Extracted text
In the past few years, we’ve seen the Green Revolution reach record-breaking levels of participation from all sectors. In 2008, 25 big companies including the Bank of America, General Electric, and even McDonald’s made headlines when they made the commitment to greener business practices. These green businesses quickly discovered the eco-friendly practices not only put them on the public’s good side, but could also bring in billions in revenue for their operations.

This has pushed smaller companies to begin making the change to go green as well. Community recycling plants have been established, leaving people with no excuses to not recycle. Attention has also been shifted to the many wasteful aspects of daily life that often go unnoticed. Oxfam’s efforts to reduce the amount of textiles wasted in landfills have had a noticeable effect, with UK retail chain Marks and Spencer reporting that donations of old clothes have amounted to about £8 million (roughly $13.5 million) given to charity.

Most of the renewed attention for more sustainable lifestyles has been made possible through advances in technology. Unfortunately, this technology is also a double-edged sword. As we continue to develop more advanced technology, hundreds of older models of technology become obsolete, resulting in millions of electronics being dumped into landfills every year.

Reports by E-Stewards show that in 2012, sales of new equipment included 238.5 million televisions, 444.4 million computers and tablets, and 1.75 billion mobile phones, which are all expected to become obsolete in as little as 1-3 years. Global electronic waste (or e-waste) continues to grow by 8% every year, and sadly, many remain ignorant of — or worse, indifferent to — the amount of electronics piling up in landfills. In the EU, home appliances such as fridges, microwaves and electronic ovens accounted for about 44% of electronic waste.

E-Waste: What can it do?

 Most people are caught unaware of the ill effects that the increasing amount of electronic waste can have, on the environment and on the human body. Some electronic waste contains hazardous materials such as mercury, lead and lithium, which can cause everything from birth defects to nerve damage. The improper disposal of electronic waste puts us at greater risk, however, as incinerating or melting electronics down creates cancer-producing dioxins that seep into groundwater or escape into the air we breathe.

A rather ironic consequence of the accumulation of e-waste lies in the accidental disposal of precious metals. Because most mobile phones and computers are made with gold and silver components, Americans unknowingly dispose of $60 million worth of gold and silver every year.

E-Waste: What can we do?

Provided information

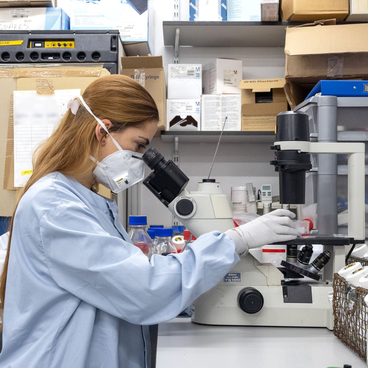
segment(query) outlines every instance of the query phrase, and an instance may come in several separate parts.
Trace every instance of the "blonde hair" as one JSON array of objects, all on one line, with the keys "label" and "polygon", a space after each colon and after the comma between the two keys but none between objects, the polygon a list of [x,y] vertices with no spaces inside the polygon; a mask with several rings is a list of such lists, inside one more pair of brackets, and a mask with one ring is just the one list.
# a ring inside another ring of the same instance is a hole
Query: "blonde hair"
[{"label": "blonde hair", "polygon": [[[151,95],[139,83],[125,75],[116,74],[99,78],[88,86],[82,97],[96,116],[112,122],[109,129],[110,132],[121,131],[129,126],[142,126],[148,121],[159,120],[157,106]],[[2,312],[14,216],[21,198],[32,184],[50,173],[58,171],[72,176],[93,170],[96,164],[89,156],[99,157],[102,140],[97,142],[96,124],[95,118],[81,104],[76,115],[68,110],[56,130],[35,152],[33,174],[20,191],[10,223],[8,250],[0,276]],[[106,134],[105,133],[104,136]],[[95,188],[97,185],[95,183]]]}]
---
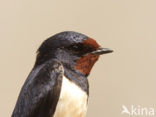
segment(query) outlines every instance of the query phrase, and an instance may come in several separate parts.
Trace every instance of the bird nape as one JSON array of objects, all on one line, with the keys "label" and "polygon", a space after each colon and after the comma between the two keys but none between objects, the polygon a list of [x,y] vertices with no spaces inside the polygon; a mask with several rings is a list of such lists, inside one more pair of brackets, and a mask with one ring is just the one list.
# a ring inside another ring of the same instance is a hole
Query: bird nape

Exercise
Please repeat the stretch of the e-waste article from "Most people are" through "silver every year." word for word. The material here stands apart from the e-waste article.

Answer space
Most people are caught unaware of the ill effects that the increasing amount of electronic waste can have, on the environment and on the human body. Some electronic waste contains hazardous materials such as mercury, lead and lithium, which can cause everything from birth defects to nerve damage. The improper disposal of electronic waste puts us at greater risk, however, as incinerating or melting electronics down creates cancer-producing dioxins that seep into groundwater or escape into the air we breathe.

A rather ironic consequence of the accumulation of e-waste lies in the accidental disposal of precious metals. Because most mobile phones and computers are made with gold and silver components, Americans unknowingly dispose of $60 million worth of gold and silver every year.